[START OF DATA FOR THIS TASK]

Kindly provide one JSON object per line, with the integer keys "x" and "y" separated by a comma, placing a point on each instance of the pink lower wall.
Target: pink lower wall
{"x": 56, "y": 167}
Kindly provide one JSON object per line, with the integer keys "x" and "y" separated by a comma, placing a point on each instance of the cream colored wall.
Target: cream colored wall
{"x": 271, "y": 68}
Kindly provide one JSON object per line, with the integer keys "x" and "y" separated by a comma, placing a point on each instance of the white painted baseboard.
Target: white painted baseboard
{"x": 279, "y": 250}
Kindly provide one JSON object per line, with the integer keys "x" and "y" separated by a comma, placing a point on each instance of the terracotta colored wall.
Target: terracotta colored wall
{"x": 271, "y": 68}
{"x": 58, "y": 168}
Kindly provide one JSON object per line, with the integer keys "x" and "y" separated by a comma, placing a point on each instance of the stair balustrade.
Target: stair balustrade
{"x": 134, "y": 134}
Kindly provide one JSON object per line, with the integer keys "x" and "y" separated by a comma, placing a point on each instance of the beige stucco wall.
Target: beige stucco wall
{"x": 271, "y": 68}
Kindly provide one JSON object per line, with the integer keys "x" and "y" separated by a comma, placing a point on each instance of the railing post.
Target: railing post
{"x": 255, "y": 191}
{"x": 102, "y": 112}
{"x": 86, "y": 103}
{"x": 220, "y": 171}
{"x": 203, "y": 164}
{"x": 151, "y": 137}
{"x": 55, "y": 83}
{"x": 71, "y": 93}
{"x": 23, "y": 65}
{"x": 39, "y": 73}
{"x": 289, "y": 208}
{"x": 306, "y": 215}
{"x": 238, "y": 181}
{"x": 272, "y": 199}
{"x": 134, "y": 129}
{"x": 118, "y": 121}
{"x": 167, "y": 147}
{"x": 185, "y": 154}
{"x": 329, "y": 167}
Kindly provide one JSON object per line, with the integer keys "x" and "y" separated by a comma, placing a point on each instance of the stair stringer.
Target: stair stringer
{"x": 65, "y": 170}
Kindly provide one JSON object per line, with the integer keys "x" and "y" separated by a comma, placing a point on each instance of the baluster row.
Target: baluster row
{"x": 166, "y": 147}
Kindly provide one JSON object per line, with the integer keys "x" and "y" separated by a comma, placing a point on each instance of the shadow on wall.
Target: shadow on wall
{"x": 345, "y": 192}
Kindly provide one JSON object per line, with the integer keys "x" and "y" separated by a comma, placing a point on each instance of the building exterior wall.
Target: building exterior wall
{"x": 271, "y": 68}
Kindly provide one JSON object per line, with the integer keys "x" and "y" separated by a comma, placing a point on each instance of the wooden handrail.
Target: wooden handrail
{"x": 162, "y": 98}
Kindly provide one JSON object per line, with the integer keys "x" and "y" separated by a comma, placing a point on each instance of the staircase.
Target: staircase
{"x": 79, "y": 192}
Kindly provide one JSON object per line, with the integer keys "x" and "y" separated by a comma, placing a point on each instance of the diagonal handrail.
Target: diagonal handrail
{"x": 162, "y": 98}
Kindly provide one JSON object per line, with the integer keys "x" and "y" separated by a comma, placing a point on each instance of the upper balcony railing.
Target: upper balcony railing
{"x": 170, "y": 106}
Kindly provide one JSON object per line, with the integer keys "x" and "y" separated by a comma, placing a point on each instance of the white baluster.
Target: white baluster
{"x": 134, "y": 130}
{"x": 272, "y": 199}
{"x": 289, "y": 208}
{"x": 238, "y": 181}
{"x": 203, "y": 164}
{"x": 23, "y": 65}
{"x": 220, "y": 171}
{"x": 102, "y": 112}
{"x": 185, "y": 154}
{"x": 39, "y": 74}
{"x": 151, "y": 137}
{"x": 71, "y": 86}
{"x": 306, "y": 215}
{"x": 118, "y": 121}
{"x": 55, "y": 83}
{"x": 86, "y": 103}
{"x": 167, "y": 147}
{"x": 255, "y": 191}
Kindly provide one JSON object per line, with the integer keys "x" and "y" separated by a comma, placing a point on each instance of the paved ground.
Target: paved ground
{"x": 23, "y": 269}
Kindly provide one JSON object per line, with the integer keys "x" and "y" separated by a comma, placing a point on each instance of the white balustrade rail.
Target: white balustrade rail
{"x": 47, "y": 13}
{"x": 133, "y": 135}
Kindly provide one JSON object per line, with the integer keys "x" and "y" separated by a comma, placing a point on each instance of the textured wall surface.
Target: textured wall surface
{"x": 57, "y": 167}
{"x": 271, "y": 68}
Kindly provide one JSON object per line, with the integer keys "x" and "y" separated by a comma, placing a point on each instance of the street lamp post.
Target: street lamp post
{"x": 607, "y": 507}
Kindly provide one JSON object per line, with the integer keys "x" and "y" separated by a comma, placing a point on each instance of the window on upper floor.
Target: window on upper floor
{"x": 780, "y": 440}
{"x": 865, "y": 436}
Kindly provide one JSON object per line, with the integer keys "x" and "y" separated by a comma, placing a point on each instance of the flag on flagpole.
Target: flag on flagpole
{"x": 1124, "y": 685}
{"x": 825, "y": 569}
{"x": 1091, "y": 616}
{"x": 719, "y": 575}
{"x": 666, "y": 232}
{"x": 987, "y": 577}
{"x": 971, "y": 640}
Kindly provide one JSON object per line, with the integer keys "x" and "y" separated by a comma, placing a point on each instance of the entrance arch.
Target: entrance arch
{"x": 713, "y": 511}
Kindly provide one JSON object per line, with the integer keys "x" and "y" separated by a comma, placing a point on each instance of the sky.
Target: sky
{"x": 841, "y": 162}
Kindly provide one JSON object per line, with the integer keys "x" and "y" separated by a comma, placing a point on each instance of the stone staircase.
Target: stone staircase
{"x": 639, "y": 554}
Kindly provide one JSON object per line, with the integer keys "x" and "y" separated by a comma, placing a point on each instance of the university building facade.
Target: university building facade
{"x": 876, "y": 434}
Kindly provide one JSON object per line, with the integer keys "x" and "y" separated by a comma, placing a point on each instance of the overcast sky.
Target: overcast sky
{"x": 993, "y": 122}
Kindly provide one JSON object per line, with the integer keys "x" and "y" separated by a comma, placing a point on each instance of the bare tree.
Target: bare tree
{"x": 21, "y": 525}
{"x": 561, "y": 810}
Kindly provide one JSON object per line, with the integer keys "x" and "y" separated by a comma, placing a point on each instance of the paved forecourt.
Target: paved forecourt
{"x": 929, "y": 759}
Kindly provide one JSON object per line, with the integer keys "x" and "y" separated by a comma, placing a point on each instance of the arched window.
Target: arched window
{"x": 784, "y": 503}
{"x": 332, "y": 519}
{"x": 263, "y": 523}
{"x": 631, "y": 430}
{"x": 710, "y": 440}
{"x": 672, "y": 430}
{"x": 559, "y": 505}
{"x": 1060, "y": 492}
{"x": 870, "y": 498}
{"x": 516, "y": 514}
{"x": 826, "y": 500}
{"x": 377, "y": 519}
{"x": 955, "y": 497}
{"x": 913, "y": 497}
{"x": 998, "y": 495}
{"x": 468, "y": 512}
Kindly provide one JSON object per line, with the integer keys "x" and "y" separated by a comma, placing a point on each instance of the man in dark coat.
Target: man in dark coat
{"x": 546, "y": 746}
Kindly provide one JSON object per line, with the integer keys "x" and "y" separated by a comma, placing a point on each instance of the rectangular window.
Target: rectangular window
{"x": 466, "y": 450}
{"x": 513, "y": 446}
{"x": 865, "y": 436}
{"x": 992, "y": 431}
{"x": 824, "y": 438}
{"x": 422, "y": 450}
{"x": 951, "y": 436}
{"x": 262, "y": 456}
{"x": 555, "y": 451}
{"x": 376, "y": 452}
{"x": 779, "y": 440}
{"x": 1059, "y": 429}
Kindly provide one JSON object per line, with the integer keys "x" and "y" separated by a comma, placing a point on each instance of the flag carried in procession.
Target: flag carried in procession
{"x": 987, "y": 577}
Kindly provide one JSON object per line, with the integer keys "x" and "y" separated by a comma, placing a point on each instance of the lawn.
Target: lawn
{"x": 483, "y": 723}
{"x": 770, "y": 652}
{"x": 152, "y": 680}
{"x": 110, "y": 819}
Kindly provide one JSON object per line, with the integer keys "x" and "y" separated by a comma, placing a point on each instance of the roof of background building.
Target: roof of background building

[END OF DATA FOR THIS TASK]

**REQUEST:** Please copy word for word the entries above, from the line containing "the arched window." through the final line of the entries, both included.

**ANSWER TO THIS PROBLEM:**
Kindly provide one JSON object per line, with the integer keys "x" and "y" separated by a comma, placing a point on each instance of the arched window.
Target: arched window
{"x": 784, "y": 503}
{"x": 332, "y": 519}
{"x": 263, "y": 523}
{"x": 631, "y": 430}
{"x": 710, "y": 440}
{"x": 672, "y": 430}
{"x": 559, "y": 505}
{"x": 1060, "y": 492}
{"x": 870, "y": 498}
{"x": 516, "y": 514}
{"x": 826, "y": 500}
{"x": 377, "y": 519}
{"x": 955, "y": 497}
{"x": 913, "y": 497}
{"x": 998, "y": 495}
{"x": 468, "y": 512}
Kindly provide one JSON object per line, with the integer keys "x" and "y" separated by a comma, placing a point on each instance of the man in dark coat.
Target: man in dark coat
{"x": 546, "y": 746}
Kindly provide one JSON object per line, with the integer keys "x" and "y" separated by a comma, placing a point on each instance of the rectangular window.
Target: rectangular window
{"x": 466, "y": 450}
{"x": 513, "y": 446}
{"x": 865, "y": 436}
{"x": 992, "y": 431}
{"x": 824, "y": 438}
{"x": 422, "y": 450}
{"x": 951, "y": 436}
{"x": 262, "y": 456}
{"x": 555, "y": 451}
{"x": 376, "y": 452}
{"x": 779, "y": 440}
{"x": 1059, "y": 429}
Kindly provide one JSON object per line, with the integer keys "x" and "y" separated by a comma, placing a point on each instance of the flag carried in procession.
Target: flag carried in procession
{"x": 987, "y": 577}
Kindly provide one JSON object per line, with the integer keys "x" and "y" separated by a comma, placing a point on each instance of the lawn.
Target: lawn
{"x": 483, "y": 723}
{"x": 770, "y": 652}
{"x": 152, "y": 680}
{"x": 110, "y": 819}
Kindly provide one JSON object per line, with the integer keys "x" and "y" separated by a comma, placing a point on each instance of the roof of background building.
Target: roof of background building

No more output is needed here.